What you need to do -
Produce a verbatim copy of the data below that contains no pictures.

Saved entries
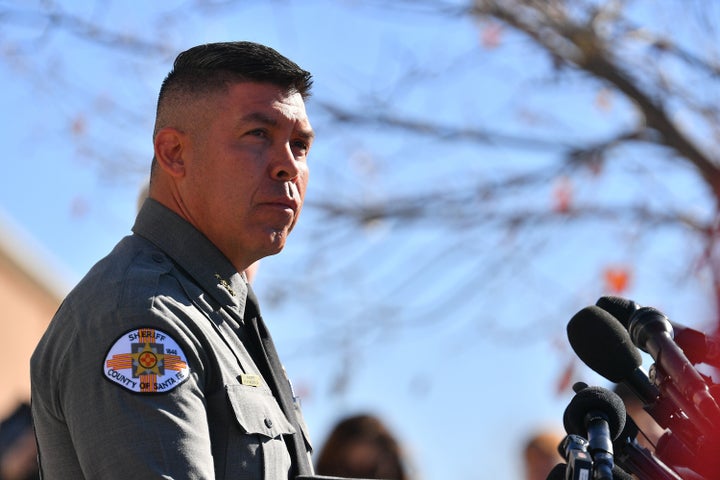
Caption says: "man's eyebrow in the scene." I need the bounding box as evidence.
[239,112,278,126]
[297,127,315,143]
[239,111,315,142]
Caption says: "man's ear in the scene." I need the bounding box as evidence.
[154,127,188,177]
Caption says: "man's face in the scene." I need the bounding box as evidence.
[179,81,314,269]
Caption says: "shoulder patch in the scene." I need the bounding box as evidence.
[104,328,190,393]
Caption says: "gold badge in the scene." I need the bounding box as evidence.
[240,374,261,387]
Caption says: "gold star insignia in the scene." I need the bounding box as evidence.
[214,273,236,296]
[130,342,165,376]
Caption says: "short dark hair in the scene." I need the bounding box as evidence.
[158,41,313,105]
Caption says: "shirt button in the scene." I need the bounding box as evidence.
[152,253,164,263]
[264,418,273,428]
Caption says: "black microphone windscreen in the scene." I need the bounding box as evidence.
[563,385,627,440]
[596,296,639,328]
[611,464,634,480]
[567,306,643,382]
[545,463,566,480]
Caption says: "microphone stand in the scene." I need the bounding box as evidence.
[614,414,708,480]
[614,435,682,480]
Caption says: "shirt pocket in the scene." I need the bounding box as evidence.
[224,384,295,480]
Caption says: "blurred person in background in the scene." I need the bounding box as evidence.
[522,429,564,480]
[315,413,412,480]
[0,402,38,480]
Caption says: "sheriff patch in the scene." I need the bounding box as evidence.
[104,328,189,393]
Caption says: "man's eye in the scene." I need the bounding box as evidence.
[248,129,268,138]
[292,140,310,152]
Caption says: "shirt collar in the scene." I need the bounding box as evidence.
[132,198,248,312]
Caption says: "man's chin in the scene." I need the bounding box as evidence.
[262,230,290,254]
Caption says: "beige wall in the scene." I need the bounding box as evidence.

Answer to the exercise -
Caption says: "man's eyebrow in the scene." I need the bounding box as evidence.
[239,112,278,126]
[297,127,315,143]
[239,111,315,142]
Caption says: "man's ear in the scene." I need the bounding box as evidence.
[154,127,188,177]
Caption says: "man's face in the scene." I need the bounding box as evidence.
[179,81,314,269]
Caption says: "shoulder patch in the scene." I need the bounding box as evidence.
[104,328,190,393]
Caption says: "gold badge in the scene." I need the bounding box as evidence.
[240,374,261,387]
Caption says: "gold star insignia in the scene." I need the bounding box as evidence.
[214,273,236,296]
[130,342,165,376]
Caption says: "short dark hair in the scene." I need the bounding box as evidence.
[158,41,313,105]
Caption says: "shirt button in the scene." I need the bounding box as evidence.
[152,253,164,263]
[264,418,273,428]
Caption says: "black microphone windscreen in the scene." I need the bounding box as evidence.
[563,385,627,440]
[596,296,639,328]
[611,464,634,480]
[567,306,643,382]
[545,463,566,480]
Caption says: "microphone stand in the scene." I need the bounding box as evidence.
[614,414,708,480]
[614,435,682,480]
Caption says: "shirt pocket in the scene." I need the bounding box as evidence.
[224,384,295,480]
Caption says: "blurred person in background in the scene." I need the bounding box as evidence.
[522,429,564,480]
[315,413,412,480]
[0,402,38,480]
Caption says: "sheriff patch in the scene." I need the bounding box as evidence.
[104,328,189,393]
Caption says: "man's eye in the scene." I need the bounding box as evidence.
[248,129,268,138]
[292,140,310,152]
Caption says: "shirt collar in the scene." I need the bounding box as evidence.
[132,198,248,312]
Caption says: "man's chin in the scene." I need the bounding box as evidence.
[262,230,290,254]
Caption says: "beige wall in the scene." I need the bounding box as evidence.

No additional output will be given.